## 提供本文
京の公家政権と鎌倉の武家政権と二つの政権が成立した後、鎮西で退避していた栄西が最初に進出したのは鎌倉であった。
その栄西の鎌倉での沙汰が初めて見られるのは『吾妻鏡』正治元年(1199)9月26日の条で、幕府において不動尊供養の導師を勤めたとあり、既にこの年の正月に没した源頼朝の冥福を祈る供養に、栄西の縁戚で幕府の御家人となっていた宗像氏のはからいで赴いたものとされる。
ここで見逃せないのは、栄西が建久9年(1198)に禅宗こそ護国に必要であるとの『興禅護国論』を著し、そのためには戒律の復興が不可欠であると強く主張していた事で、南都北嶺が中心の「王法仏法」に代わる新たな仏教を鎌倉幕府も模索していたと思われる。
『興禅護国論』には、栄西が宋から帰国する前年の建久1年(1190)第16代天台座主となった前大僧正公顕が南都受戒であったとの理由で堂衆の抵抗で放逐されたことなど、学匠と堂衆間で日常的に闘争が繰広げられていた事から、僧風の粛正を期すだけではなく、叡山の天台とも一線を画す気概も込められていた。
鎌倉からの招請はこのような栄西の姿勢を評価したものであり、栄西自身にとっても叡山の騒動から少しでも遠ざかって興禅を展開したいという思惑と一致したのである。
鎌倉で頼朝の冥福を祈る不動尊供養の導師を勤めた翌年には、北条政子が施主となり、頼朝の父・義朝の邸跡後の寄進を受けて栄西を開祖とした寿福寺を造営され、ここに政子だけでなく二代将軍頼家からの信頼を得ることになり、その頼家は朝廷と幕府との和合策として建仁2年(1202)に京に栄西を開祖とする建仁寺の建立を推進する。
この構想を受けて、まだ鎌倉に留まっていた栄西は、叡山の眼下に位置する新寺という性格上、先ずは、叡山対策として新寺を純粋の禅寺とする事に慎重な態度で臨み、禅宗・真言宗・天台宗の三宗を併設する旨を朝廷に申し出て宣旨を仰ぎ、いわば朝廷と幕府の保証の下に三宗をおいて叡山の出方を待つというしたたかな姿勢にでている。

## 所与データ
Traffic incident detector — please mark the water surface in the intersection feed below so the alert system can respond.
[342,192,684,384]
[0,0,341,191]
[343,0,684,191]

## 実施事項
1 – 栄西と鎌倉幕府に関する文章から、元号に西暦を括弧で添えて示された年をすべて、登場順に挙げてください。
2 – 栄西と鎌倉幕府に関する文章を、最後の文の後から同じ文体で書き継いでください。

## 解答
1 – 正治元年(1199)、建久9年(1198)、建久1年(1190)、建仁2年(1202)

2 –
しかし栄西が建仁寺を禅宗に限定しなかったのは上に挙げた叡山対策だけではなく、京都に公家政権、鎌倉に武家政権の樹立をみたからには、叡山に代わる新しい仏教の総合道場を京に造営する必要を打ち出したのであり、元久2年(1205)に建仁寺が官寺に列せられたことで彼の望みはほぼ達成されたといえる。
齢65歳にして栄西はやっと京と鎌倉への二都進出が実現したことになるが、その翌年には、東大寺復興事業の指揮を執った重源が寂するに際して、栄西から菩薩戒を受けた事もあり、栄西は勅命によって重源から東大寺大勧進職を引き継いだ。
その後は、承元3年(1209)に白河法王建立の朝廷の御願寺の象徴といえる法勝寺の九層塔が焼却した際には勧進職の勅命を受けて復興の陣頭指揮を摂り、建保3年(1215)に75歳で寂するまで、京と鎌倉を行き来しながら『喫茶養生記』『入唐(にっとう)縁起』などを著したたが、本格的な禅宗の確立は入宋後一時栄西の建仁時に身を寄せた道元の出現まで待たなければならなかった。
上図は栄西画像(建仁寺両足院蔵)と栄西自筆書状(個人像)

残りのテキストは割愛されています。